## Description of the task
Starting at the line that contains "Place one marker on every instance of the wooden bench, position", quote each line exactly through the last line of the entries, both included.

## Records from a collection
-=-=-

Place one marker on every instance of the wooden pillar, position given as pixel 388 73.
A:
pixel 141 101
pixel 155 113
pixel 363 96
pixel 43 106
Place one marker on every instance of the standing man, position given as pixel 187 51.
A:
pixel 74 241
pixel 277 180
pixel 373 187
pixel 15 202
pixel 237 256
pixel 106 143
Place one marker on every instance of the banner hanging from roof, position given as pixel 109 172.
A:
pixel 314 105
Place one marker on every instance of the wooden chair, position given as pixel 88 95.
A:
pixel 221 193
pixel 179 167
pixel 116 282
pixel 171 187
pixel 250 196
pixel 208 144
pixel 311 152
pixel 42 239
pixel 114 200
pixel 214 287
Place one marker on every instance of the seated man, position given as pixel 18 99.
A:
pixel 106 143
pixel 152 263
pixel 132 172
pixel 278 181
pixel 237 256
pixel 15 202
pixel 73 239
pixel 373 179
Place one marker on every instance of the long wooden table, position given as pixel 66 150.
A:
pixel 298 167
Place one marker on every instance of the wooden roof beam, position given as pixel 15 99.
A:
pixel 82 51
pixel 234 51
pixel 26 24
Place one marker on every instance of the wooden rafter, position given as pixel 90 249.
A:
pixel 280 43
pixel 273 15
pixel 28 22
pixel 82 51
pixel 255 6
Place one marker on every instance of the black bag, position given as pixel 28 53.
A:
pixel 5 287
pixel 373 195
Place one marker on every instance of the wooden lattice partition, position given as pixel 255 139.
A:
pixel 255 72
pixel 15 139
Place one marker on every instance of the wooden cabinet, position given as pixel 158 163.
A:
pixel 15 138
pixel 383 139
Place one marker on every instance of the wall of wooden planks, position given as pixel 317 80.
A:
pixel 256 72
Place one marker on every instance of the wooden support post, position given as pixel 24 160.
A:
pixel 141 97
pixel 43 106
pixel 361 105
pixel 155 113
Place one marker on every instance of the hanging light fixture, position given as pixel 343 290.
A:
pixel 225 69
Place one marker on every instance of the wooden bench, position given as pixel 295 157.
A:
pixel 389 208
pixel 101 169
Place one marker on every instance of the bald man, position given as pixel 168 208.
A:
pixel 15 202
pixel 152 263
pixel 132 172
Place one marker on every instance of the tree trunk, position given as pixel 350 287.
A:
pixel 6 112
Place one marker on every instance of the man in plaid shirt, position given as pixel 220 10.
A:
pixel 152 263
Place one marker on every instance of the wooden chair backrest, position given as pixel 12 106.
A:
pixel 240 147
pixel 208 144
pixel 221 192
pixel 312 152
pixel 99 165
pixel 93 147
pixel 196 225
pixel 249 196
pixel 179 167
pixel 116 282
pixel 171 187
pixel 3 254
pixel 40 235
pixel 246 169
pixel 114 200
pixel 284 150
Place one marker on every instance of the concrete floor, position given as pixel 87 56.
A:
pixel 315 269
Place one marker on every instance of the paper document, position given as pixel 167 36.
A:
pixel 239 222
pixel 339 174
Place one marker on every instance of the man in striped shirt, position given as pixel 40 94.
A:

-=-=-

## The result
Place one marker on every instance of the wooden bench, position given as pixel 295 157.
A:
pixel 389 208
pixel 101 169
Place one marker on every instance of the bald man, position given as pixel 168 208.
A:
pixel 15 202
pixel 152 263
pixel 132 172
Place one marker on every instance of the tree trunk, position given as pixel 350 287.
A:
pixel 6 112
Place one marker on every instance of the man in plaid shirt, position given as pixel 220 10.
A:
pixel 152 263
Place one marker on every instance of the wooden chair backrest, position given as pixel 12 106.
A:
pixel 240 147
pixel 208 144
pixel 221 192
pixel 312 152
pixel 99 165
pixel 93 147
pixel 196 225
pixel 249 196
pixel 179 167
pixel 116 282
pixel 171 187
pixel 3 254
pixel 40 235
pixel 246 169
pixel 114 200
pixel 284 150
Place one marker on every instance of the concrete floor, position given as pixel 87 56.
A:
pixel 315 269
Place one marker on every instance of the paper document, position given as pixel 167 36.
A:
pixel 239 222
pixel 339 174
Place one marker on every instance of the man in striped shirt, position given as pixel 40 94.
A:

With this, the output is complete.